Challenges —
a. Copy out the part of the dual-core article that starts with the words containing "Inside the machine" and ends with "What's the difference?", swapping "independent" for "separate".
b. According to the dual-core article, which two new chipsets must a motherboard have to run the dual-core processors?

--- Begin Selection ---

Dual Core technology
After the massive acceleration of Intel's dual-core processor plans, dual core has arrived. And it's set to make a huge impact. The processor previously codenamed Smithfield has become two parts: the Pentium D and the higher-end Pentium Extreme Edition (EE). One of the first dual-core PCs in the country was hand-delivered to us by Intel.
Inside the machine was a Pentium EE processor, with two independent execution cores each running at 3.2GHz. Note that the name is 'Pentium Extreme' and not 'Pentium 4 Extreme'. Intel has dropped the Pentium 4 name for its dual-core CPUs, although it seems likely it will be retained for its future single-core products. (see The roadmap, below).
What's the difference?
Whereas the original EE processors were essentially repackaged Xeons, the new EE is a direct variant of the Pentium D. Both have 1MB of Level 2 cache per core, an 800MHz front side bus, plus EM64T and Execute Disable Bit support. The only significant difference is that the Extreme has Hyper-Threading on both its cores, which the D lacks. The EE is also clock multiplier unlocked to allow for overclocking.
The new parts come in the same LGA775 package as current Pentium 4s, but dreams of being able to pop one into an existing motherboard are misplaced. Dual-core designs won't work in current 915 and 925X Express chipset motherboards; the system will immediately shut itself down. You'll need a new motherboard with one of the two new chipsets: 945 and 955X. Our test system was supplied with a 955X-equipped motherboard in the form of an Intel D955XBK. Technical details were still sketchy at the time of going to press, but it seems clear that they're relatively minor tweaks of the existing 915 and 925 chipsets.
For the time being, yes. Intel itself makes little secret of the fact that the basis of the first dual-core processors is the standard Prescott core, with some extra arbitration logic to allow for such things as power management. With two to cool via one heatsink, they can't run too fast.

--- End Selection ---
--- Begin Data section ---

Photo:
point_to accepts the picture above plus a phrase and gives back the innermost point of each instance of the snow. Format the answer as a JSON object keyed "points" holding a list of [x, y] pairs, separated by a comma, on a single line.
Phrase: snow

--- End Data section ---

Solved tasks —
a.
Inside the machine was a Pentium EE processor, with two separate execution cores each running at 3.2GHz. Note that the name is 'Pentium Extreme' and not 'Pentium 4 Extreme'. Intel has dropped the Pentium 4 name for its dual-core CPUs, although it seems likely it will be retained for its future single-core products. (see The roadmap, below).
What's the difference?

b. The 945 and 955X chipsets.